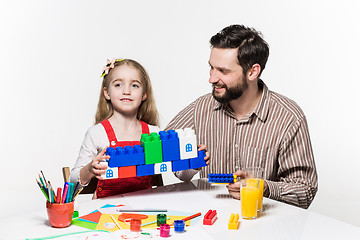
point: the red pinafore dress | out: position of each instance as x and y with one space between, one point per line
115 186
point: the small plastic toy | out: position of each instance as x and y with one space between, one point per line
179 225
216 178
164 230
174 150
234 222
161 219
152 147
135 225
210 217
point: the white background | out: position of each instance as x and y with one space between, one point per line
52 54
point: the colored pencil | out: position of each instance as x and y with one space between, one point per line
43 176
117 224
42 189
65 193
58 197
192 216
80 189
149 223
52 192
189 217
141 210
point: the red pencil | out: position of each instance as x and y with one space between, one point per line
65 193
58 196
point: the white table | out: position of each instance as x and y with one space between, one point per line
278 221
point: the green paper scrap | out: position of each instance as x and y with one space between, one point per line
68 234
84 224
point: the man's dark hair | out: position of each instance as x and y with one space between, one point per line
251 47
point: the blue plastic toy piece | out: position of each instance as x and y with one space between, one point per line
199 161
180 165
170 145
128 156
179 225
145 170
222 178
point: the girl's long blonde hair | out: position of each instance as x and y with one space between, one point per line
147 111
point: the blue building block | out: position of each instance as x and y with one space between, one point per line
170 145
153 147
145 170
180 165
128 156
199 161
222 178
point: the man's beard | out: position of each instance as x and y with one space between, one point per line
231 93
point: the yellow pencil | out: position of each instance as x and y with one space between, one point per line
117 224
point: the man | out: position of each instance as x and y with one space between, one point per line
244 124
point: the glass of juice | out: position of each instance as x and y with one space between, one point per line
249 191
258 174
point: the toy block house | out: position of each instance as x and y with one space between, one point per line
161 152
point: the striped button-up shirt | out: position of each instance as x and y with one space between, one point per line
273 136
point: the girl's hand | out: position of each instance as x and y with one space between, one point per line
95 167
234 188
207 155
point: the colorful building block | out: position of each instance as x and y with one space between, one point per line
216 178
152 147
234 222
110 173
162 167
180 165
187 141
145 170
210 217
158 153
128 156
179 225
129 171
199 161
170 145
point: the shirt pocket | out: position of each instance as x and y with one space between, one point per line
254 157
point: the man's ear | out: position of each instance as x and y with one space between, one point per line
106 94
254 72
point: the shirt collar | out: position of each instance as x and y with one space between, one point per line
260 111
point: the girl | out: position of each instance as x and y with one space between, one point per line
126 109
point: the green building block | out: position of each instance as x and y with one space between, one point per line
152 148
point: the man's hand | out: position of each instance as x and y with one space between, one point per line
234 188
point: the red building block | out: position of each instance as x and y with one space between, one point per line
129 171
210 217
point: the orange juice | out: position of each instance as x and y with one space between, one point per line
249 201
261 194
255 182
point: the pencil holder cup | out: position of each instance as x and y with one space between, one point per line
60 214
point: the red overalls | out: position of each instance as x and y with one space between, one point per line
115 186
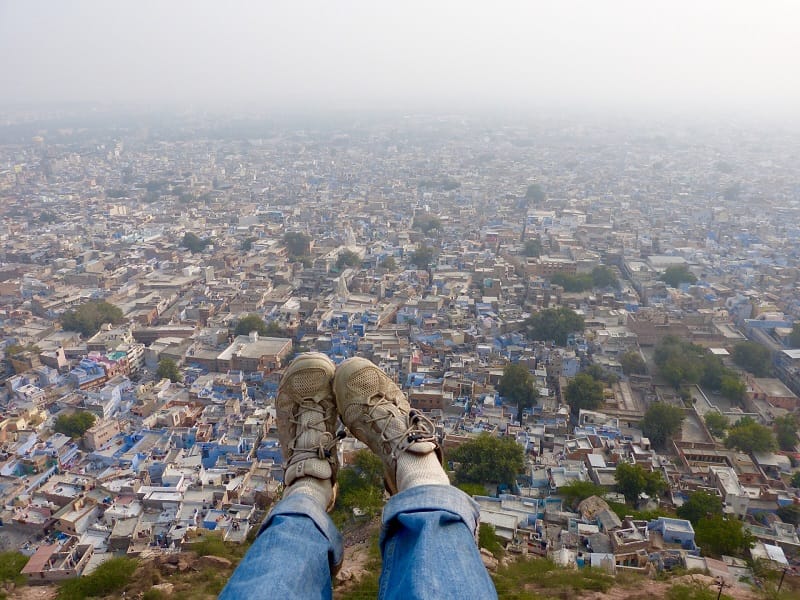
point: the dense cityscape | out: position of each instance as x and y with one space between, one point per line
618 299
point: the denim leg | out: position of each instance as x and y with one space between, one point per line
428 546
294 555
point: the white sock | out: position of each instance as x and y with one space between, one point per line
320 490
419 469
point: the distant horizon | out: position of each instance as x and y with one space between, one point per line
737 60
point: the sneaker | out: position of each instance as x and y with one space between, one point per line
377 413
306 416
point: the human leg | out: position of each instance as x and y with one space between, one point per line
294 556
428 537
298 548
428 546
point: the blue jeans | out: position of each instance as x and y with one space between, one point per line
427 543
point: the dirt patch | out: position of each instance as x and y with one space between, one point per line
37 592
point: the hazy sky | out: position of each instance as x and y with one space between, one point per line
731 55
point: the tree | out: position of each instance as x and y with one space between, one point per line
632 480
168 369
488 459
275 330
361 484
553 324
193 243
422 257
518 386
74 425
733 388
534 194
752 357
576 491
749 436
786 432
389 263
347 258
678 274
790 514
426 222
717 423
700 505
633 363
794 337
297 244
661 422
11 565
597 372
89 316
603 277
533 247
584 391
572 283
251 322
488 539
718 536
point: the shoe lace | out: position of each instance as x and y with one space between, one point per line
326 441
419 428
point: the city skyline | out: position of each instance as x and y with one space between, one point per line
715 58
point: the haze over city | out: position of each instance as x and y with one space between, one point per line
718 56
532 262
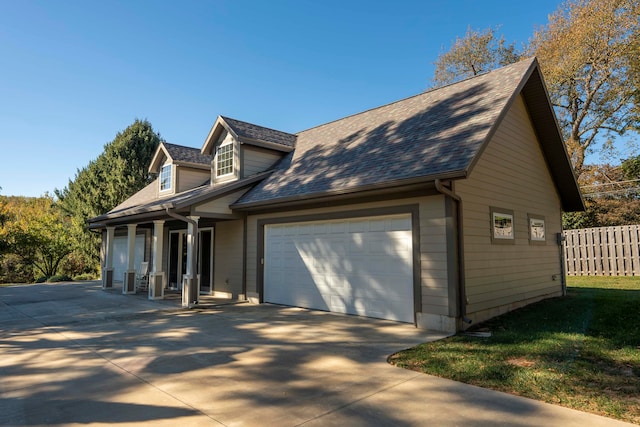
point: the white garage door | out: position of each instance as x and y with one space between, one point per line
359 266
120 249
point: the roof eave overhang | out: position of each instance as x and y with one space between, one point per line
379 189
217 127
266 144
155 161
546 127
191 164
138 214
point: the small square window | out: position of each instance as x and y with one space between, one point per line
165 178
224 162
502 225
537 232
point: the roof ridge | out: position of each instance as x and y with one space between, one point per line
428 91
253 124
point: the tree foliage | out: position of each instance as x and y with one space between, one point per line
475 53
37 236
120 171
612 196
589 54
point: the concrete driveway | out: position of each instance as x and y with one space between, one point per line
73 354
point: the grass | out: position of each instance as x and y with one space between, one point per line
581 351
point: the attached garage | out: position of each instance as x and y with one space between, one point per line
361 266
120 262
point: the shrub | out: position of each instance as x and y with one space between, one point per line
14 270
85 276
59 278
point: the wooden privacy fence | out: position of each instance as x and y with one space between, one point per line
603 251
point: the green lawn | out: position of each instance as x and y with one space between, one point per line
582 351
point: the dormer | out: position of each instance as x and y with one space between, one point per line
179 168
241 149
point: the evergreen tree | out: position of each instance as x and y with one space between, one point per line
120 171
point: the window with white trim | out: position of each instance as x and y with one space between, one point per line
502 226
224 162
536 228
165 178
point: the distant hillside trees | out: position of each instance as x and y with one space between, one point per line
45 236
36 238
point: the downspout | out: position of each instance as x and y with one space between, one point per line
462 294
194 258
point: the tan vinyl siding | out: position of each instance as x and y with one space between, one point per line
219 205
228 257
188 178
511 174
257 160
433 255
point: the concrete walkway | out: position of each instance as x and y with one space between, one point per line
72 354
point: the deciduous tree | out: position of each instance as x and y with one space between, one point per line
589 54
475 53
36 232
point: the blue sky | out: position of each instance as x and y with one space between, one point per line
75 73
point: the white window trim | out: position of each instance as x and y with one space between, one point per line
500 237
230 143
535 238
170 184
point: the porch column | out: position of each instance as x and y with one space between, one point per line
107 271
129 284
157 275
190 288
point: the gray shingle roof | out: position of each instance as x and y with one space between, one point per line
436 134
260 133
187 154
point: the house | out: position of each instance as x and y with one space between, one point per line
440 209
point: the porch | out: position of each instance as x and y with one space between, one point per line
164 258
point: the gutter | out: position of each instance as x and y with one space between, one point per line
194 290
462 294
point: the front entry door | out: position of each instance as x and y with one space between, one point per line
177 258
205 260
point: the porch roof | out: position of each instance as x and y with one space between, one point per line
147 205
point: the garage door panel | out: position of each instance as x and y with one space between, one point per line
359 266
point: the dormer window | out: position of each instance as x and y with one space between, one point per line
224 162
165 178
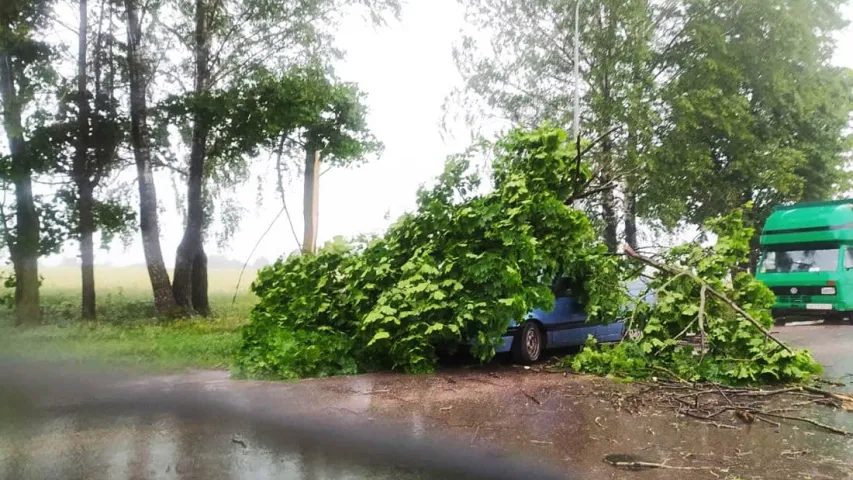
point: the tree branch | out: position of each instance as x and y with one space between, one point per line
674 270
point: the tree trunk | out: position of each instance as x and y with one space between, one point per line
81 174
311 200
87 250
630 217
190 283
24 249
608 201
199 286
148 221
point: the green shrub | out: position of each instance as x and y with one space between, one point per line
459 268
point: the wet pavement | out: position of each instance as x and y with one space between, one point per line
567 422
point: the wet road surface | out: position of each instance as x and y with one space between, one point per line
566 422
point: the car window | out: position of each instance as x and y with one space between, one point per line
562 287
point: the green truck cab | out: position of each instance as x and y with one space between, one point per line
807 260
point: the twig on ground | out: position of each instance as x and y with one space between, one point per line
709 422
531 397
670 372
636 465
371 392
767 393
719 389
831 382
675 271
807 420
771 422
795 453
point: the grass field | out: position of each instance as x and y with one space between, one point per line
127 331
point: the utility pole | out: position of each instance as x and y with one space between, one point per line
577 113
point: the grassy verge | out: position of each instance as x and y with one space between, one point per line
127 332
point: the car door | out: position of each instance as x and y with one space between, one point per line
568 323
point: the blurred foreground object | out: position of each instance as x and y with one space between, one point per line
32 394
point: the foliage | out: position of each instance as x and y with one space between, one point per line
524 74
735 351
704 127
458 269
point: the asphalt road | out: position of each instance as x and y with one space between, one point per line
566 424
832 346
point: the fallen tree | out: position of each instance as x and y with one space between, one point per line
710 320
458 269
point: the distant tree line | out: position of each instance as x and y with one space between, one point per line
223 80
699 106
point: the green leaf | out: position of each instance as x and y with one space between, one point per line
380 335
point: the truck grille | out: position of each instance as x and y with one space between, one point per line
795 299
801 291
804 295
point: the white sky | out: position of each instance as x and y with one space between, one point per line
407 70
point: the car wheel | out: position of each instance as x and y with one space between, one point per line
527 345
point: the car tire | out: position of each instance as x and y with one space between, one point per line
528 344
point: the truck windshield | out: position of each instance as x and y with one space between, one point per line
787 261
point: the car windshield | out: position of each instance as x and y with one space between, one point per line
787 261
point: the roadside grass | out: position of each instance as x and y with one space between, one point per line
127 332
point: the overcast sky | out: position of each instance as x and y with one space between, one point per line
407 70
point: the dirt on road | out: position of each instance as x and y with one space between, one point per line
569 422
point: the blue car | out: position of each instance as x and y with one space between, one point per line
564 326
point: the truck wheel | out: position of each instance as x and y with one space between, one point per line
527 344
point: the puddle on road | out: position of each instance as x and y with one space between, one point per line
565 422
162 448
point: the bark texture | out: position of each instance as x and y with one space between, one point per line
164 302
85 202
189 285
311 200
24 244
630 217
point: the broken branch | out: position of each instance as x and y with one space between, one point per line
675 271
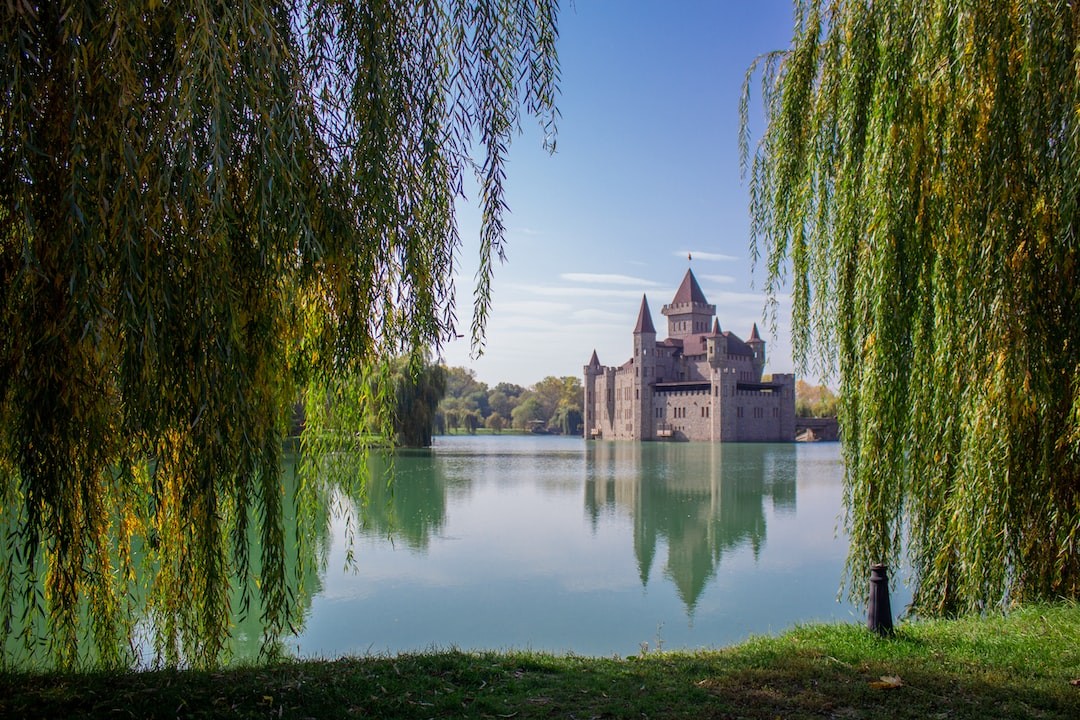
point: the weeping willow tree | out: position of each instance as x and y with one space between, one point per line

## Your task
Write out exactly, and only, the lines running from the line with "point: the bark" to the last line above, both included, with all pictures omitted.

## Written response
point: the bark texture | out: position of each instance as x and y with one space between, one point per line
164 302
85 202
189 285
311 200
24 244
630 217
point: the broken branch | out: position of each instance as x and y with one space between, one point per line
675 271
point: the weeping willow tree | out: position of each instance as x and y with one space between, one point per line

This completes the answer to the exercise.